▸ **Directions**: Rewrite the material below from the line containing "like [(98, 25)]." through the line containing "[(1031, 95)]", requests included, multiplying each point coordinate in the answers by 0.55 and rounding to whole numbers, with halves rounded up. Leave the numbers in the requests and their format samples unchanged.

▸ **Dataset records**:

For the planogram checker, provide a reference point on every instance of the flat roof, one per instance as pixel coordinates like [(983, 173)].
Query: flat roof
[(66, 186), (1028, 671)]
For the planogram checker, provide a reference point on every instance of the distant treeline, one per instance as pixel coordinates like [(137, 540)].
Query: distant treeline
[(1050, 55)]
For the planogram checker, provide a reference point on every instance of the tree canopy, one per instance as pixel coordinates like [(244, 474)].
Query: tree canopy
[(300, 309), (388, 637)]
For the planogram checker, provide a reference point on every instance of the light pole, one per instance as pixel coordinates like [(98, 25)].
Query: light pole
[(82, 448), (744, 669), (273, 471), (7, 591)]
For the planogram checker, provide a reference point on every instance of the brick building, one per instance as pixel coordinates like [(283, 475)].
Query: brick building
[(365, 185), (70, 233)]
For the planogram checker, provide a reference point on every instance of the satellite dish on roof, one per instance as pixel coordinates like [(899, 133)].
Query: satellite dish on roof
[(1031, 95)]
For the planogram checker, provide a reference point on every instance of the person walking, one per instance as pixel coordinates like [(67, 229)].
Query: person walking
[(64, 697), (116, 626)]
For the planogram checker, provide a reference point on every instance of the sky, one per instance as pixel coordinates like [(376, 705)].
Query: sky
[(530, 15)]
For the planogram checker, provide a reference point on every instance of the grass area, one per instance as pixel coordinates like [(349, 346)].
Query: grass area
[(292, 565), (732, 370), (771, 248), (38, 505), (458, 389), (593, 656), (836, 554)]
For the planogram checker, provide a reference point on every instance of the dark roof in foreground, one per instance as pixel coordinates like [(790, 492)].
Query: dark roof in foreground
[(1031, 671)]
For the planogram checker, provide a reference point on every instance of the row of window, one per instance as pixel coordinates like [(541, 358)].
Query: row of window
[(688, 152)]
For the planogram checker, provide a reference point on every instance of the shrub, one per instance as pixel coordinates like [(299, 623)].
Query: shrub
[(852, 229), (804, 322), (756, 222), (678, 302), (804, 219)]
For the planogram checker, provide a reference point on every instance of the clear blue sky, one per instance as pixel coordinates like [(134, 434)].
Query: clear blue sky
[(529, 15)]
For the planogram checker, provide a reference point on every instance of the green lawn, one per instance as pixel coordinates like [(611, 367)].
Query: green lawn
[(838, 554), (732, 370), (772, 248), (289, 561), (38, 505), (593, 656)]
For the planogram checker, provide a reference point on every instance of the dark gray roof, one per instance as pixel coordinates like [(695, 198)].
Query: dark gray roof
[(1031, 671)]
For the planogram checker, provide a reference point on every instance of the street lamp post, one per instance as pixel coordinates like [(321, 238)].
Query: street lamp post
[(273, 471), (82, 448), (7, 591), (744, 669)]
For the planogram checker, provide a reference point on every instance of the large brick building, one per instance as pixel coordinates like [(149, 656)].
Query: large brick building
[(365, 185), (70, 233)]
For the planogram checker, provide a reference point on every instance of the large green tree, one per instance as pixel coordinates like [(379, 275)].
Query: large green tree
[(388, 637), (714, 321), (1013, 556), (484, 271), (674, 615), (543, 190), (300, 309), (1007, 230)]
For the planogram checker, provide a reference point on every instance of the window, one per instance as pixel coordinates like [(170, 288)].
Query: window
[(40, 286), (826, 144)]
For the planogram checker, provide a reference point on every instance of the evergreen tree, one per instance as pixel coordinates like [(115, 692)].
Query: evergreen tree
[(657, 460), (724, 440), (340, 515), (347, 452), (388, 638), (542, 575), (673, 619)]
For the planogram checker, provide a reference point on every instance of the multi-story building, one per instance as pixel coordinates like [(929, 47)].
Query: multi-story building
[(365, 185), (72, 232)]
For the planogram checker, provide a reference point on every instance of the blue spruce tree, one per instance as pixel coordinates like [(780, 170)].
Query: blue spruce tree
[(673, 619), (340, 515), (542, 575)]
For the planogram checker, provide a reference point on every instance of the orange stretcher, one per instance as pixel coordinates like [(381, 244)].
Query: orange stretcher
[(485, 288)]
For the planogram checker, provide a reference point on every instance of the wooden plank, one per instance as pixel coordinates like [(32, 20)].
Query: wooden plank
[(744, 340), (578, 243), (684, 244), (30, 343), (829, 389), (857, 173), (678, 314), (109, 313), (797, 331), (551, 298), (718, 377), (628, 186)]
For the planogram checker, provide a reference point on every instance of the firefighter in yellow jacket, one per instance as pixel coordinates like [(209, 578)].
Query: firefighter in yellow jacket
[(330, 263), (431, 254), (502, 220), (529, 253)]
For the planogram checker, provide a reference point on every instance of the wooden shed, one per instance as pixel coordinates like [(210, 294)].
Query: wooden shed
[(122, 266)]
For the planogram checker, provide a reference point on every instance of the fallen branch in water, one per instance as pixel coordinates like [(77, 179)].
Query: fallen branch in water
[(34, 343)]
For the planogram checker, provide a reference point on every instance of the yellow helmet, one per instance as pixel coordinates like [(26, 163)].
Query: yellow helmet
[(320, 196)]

▸ **Reply**:
For the planogram checker, provide a reference point on every instance of the light pole, one per instance as pixel coordinates like [(98, 25)].
Query: light pole
[(45, 246), (409, 368), (150, 259), (4, 325)]
For the planogram checker, provide a reference point on every instance of the brick building, one per instance as pixel coordinates like [(283, 475)].
Query: brick building
[(201, 102), (39, 128)]
For the planogram checker, provide a reference point on every instance of the satellite dish on roof, one per instance as pixel coordinates like [(899, 133)].
Query: satellite dish on roof
[(567, 52)]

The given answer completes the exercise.